### [THE PROBLEM]
Copy the following records line for line, without any changes.

## begin TASK INPUT

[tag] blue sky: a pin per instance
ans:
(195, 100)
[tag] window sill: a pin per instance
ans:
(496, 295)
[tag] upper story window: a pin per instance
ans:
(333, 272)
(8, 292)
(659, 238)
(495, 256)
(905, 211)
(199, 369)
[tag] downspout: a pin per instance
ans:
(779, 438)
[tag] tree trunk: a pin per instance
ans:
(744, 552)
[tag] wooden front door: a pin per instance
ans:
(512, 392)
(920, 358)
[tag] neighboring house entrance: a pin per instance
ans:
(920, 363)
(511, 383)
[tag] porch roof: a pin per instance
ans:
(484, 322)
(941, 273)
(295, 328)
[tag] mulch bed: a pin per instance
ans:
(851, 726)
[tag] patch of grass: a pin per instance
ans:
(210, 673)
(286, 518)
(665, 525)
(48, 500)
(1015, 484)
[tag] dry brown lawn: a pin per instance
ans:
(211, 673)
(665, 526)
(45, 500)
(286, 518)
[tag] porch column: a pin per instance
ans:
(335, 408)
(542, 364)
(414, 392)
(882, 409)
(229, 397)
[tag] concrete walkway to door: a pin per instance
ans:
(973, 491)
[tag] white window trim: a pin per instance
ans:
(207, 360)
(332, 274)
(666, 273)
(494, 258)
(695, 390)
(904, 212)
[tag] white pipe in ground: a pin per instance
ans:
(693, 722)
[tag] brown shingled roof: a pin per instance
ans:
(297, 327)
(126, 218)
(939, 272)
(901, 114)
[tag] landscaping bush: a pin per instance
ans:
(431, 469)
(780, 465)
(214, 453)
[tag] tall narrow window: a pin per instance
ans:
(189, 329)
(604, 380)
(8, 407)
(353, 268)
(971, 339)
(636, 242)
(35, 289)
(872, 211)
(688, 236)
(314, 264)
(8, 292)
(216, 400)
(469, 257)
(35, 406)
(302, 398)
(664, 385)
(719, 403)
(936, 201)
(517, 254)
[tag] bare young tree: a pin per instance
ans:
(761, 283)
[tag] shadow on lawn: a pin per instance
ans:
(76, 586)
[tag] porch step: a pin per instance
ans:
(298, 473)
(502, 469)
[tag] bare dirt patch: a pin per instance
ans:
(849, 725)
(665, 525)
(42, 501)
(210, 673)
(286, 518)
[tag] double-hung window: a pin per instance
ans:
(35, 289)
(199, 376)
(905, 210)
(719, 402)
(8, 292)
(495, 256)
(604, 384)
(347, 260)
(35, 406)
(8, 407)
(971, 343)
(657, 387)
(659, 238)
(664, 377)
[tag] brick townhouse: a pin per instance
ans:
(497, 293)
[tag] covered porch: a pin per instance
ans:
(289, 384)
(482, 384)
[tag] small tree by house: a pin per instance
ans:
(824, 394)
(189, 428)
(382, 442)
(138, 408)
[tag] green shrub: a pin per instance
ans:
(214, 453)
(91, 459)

## end TASK INPUT

### [FINAL RESULT]
[tag] blue sky: a pin per instance
ans:
(195, 100)
[tag] window sill: a pin per instance
ans:
(496, 295)
[tag] upper story window: a pin per instance
ans:
(333, 272)
(8, 292)
(659, 238)
(495, 256)
(905, 211)
(199, 369)
[tag] downspout: a pin per instance
ans:
(779, 438)
[tag] tree trunk: a pin per instance
ans:
(744, 552)
[tag] wooden front door: a pin per instance
ans:
(512, 392)
(920, 358)
[tag] neighboring house entrance: a pin per instance
ans:
(920, 363)
(511, 383)
[tag] porch roof: a pin per instance
ans:
(484, 322)
(941, 273)
(295, 328)
[tag] mulch bed: a pin per instance
ans:
(851, 726)
[tag] patch of grass: a pin per instance
ans:
(210, 673)
(286, 518)
(665, 525)
(48, 500)
(1015, 484)
[tag] dry brown lawn: a pin per instance
ans:
(211, 673)
(665, 526)
(45, 500)
(286, 518)
[tag] porch column: a pin per instance
ans:
(335, 408)
(542, 364)
(414, 392)
(882, 409)
(229, 397)
[tag] concrete walkway to door: a pin per instance
ans:
(973, 491)
[tag] white window trim: a pin per instance
ans:
(207, 360)
(332, 274)
(666, 273)
(494, 258)
(695, 390)
(904, 212)
[tag] white pipe in ground: a pin per instance
ans:
(693, 722)
[tag] brown shingled roof: a pin per instance
ans:
(297, 327)
(126, 218)
(939, 272)
(901, 114)
[tag] landscaping bush: a pin per instance
ans:
(431, 469)
(780, 465)
(214, 453)
[tag] tall narrow window: a pin per instance
ans:
(189, 329)
(604, 380)
(8, 407)
(353, 268)
(971, 339)
(636, 242)
(35, 289)
(872, 211)
(688, 236)
(314, 264)
(8, 292)
(216, 400)
(469, 257)
(35, 406)
(302, 398)
(664, 385)
(719, 403)
(936, 201)
(517, 254)
[tag] bare young tree: a pin per instance
ans:
(761, 283)
[tag] shadow on lawn: a pin per instance
ans:
(76, 586)
[tag] porch step: a pin per instance
ans:
(298, 473)
(502, 469)
[tag] bare dirt patch: a pin per instance
ans:
(849, 725)
(665, 525)
(42, 501)
(210, 673)
(286, 518)
[tag] double-hung window: a pin per instance
ans:
(35, 289)
(199, 376)
(905, 210)
(719, 402)
(8, 292)
(495, 256)
(604, 384)
(347, 260)
(35, 406)
(8, 407)
(971, 343)
(657, 387)
(659, 238)
(664, 377)
[tag] brick townhouse: a pin per instance
ans:
(497, 293)
[tag] covered porch: a pin per instance
ans:
(289, 384)
(482, 384)
[tag] small tree by house: a pin per instance
ans:
(824, 394)
(189, 428)
(382, 442)
(138, 408)
[tag] green shrub: a pin per instance
ans:
(214, 453)
(91, 459)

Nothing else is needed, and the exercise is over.